* COMPITI DA SVOLGERE
(1) Secondo il testo sulle fonti antiche relative all'ordinazione, con l'imposizione delle mani di chi viene ordinato il presbitero?
(2) Procedi con il testo sulle fonti antiche relative all'ordinazione, riprendendo subito dopo la sua ultima frase.

Ed Ireneo nel trattato contro le Eresie (III 12 10) ricorda l'elezione di Stefano. Mentre gli Atti degli Apocrifi di Pietro e Simone descrivono la scelta che viene fatta da Cristo e che anche chi impone le mani sui candidati alla fin fine è Cristo stesso. Si pur quindi concludere che le fonti dei secoli II-III parche di notizie sono tuttavia sufficientemente chiare nel farci intendere che sia per designazione sia per elezione sia per diretta chiamata di Dio il candidato deve essere provvisto di qualità e di caratteristiche che lo facciano atto alla sua missione. Tanto più che se si considera da vicino il documento più chiaro anche in merito al nostro soggetto e risalente all'inizio del III secolo qual è la "Tradizione Apostolica" da una parte presuppone un'elezione che include la comunità quando si riferisce al Vescovo (ivi 2) e al diacono (ivi 8).

Mentre per il presbitero non si capisce se debba essere scelto dal presbitero e/o dal Vescovo o anche dal popolo (ivi 7). Senza dubbio per l'elezione di un Vescovo i vescovi viciniori avevano parte nell'elezione. In ogni caso il presbitero è ordinato dal Vescovo. L'ordinazione del presbitero è fatta con l'imposizione delle mani del Vescovo e dei membri del "presbyterium". Siccome la preghiera dell'ordinazione invoca il Signore perchè renda degni i candidati e li abbia a riempire di Spirito Santo in modo che possano servire nella semplicità del cuore si deve convenire che il presbitero per il servizio (che è anche di governo in aiuto al Vescovo) deve essere adorno di caratteristiche che per altro non sono meglio specificate. Qualche riferimento più esplicito dalle fonti dei secoli successivi.

 

2.2.3. Le fonti dei secoli IV-V

Se questo contributo fosse destinato a riviste specializzate di per sè riporterebbe qui uno schizzo che dimostri con uno stemma genealogico in che modo una fonte si rifaccia o direttamente o indirettamente o ipoteticamente ad altre ad essa precedenti.Così le fonti che sono invocate per i secoli IV-V non si possono categoricamente e nettamente attribuire esclusivamente proprie a questi secoli. Infatti da una parte sono legate così intimamente alle poche precedenti nel tempo da dover asserire che ne sono come la logica derivazione; dall'altra parte come per esempio il "Sacramentario Veronese" si sa che codicologicamente è da attribuire al VI ma i contenuti già circolavano nel secolo precedente.

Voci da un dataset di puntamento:
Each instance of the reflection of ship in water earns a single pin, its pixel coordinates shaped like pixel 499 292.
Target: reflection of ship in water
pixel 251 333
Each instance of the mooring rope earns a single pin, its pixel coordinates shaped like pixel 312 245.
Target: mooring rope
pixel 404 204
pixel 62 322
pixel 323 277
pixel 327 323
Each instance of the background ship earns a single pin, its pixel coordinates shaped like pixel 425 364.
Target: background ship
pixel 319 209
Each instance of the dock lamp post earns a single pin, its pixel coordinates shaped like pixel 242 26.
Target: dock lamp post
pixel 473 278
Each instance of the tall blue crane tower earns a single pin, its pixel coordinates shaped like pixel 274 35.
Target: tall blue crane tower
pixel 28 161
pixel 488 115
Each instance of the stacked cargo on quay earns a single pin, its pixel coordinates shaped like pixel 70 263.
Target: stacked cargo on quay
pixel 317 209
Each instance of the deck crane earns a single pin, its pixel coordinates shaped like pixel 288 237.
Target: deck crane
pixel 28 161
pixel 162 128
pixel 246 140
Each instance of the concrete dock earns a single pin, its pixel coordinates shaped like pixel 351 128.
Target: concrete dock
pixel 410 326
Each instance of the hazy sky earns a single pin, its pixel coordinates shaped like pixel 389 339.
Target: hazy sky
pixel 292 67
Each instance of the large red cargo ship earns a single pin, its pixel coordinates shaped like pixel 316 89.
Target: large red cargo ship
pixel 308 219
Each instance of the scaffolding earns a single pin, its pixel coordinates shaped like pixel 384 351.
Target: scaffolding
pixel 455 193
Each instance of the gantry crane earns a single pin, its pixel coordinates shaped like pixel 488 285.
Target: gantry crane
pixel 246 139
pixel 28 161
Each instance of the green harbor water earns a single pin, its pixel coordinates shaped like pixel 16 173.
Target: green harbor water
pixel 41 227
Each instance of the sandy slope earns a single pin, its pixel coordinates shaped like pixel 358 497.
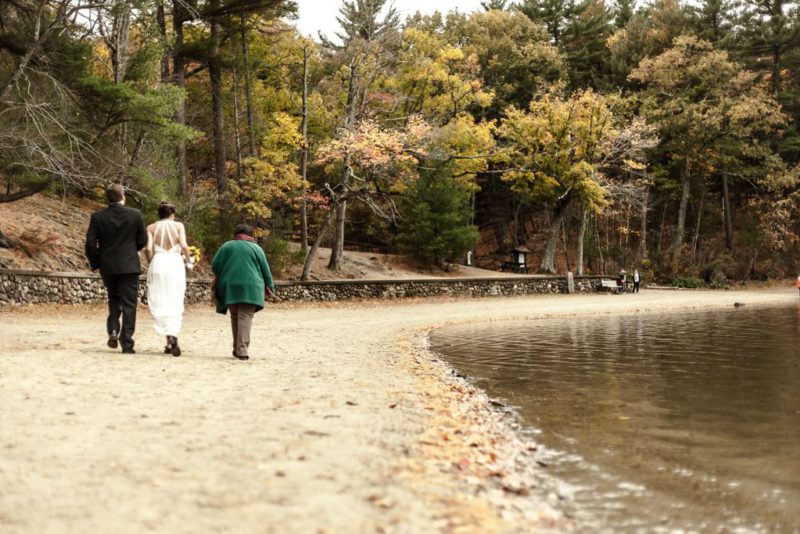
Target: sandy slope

* SOLUZIONI DEI COMPITI
(1) Con l'imposizione delle mani del Vescovo e dei membri del "presbyterium".

(2)
In ogni caso il contenuto delle "Costituzioni Apostoliche" della "Didascalia degli Apostoli" dei "Libelli Missarum" che confluiranno nel cosiddetto "Sacramentario Veronese" ecc. come i cenni ricavabili dagli scritti di Eusebio di Cesarea e di altri servono per poter approdare alle seguenti considerazioni.

 

a. Rimane assodato che l'ordinazione del Presbitero viene fatta dal vescovo con l'imposizione delle mani. Per esempio Eusebio (Storia Ecclesiastica 6, 23, 4 e 8, 4-5) cita che Origene quando fu promosso al Presbiterato ricevette l'ordinazione per il tramite dell'imposizione delle mani. Questo è sottolineato anche dalla "Didascalia degli Apostoli" ecc.

 

b. Si sa anche che il ruolo di designare il presbitero spetta al Vescovo che lo sceglie dal basso clero: così la citata "Didascalia degli Apostoli". Mentre dall'analisi interna della preghiera di ordinazione come è testimoniata dalle Pseudo Clementine e dalle fonti a loro posteriori (pari ai secoli di cui ora si tratta) si evince che le comunità prega per domandare consiglio per l'ordinazione. Per cui si potrebbe arguire che forse la comunità partecipava tutta assieme anche alla designazione del presbitero.

 

c. Rimane certo che sempre dall'analisi delle preghiere (si veda anche più innanzi: 3.5 si può dedurre che Dio vuole associare ai vescovi incaricati di governare altri uomini di livello (=ordo) subordinato e di dignità secondaria sul tipo di quanto fece Mosè che scelse altri per governare e i figli di Eleazaro e Itamar di Aronne per offrire sacrifici. Del resto a tanto erano già giunti gli Apostoli.

 

d. In ultima analisi si potrebbe affermare che la criteriologia per eleggere (da parte della comunità un fedele o un chierico) o per designare (da parte del Vescovo) uno già membro del clero (diacono suddiacono o altri gradi inferiori: di tutto questo non si hanno indicazioni chiare) doveva esistere ed essere in auge anche se una sua organica codificazione non esiste. Tale criteriologia innanzittutto teneva presente che era dovere del presbitero espletare mansioni di diverso spessore. Infatti egli doveva:

governare in modo subalterno al Vescovo il popolo di Dio (=mansione pastorale)

servire all'altare (=mansione cultuale)

annunciare la parola (=mansione kerygmatica o dottrinale)

collaborare con il Vescovo per quanto concerneva i sacramenti; come concelebrare l'Eucarestia con il Vescovo aiutarlo nella celebrazione dei Battesimi nella preparazione dei catecumeni nella celebrazione del sacramento della Penitenza ecc. nella predicazione durante l'Eucarestia.Si aggiunga che a Roma spettava al presbitero presiedere ai tituli.

Da un simile complesso di mansioni ("officia munera") si pur arguire il tipo di criteriologia presente nel tessuto ecclesiale nei secoli IV-V. Di un genere simile a quello che si pur dedurre da ciò che è stato qui sopra ricordato doveva essere la metodologia vigente in Africa Occidentale ai tempi di Agostino. Anzi per avere una controprova della presenza nel vissuto ecclesiale di un modo pratico di agire nei riguardi del candidato al presbiterato quasi comune nei secoli V-VI si veda quanto sempre succintamente viene riferito nel seguente paragrafo.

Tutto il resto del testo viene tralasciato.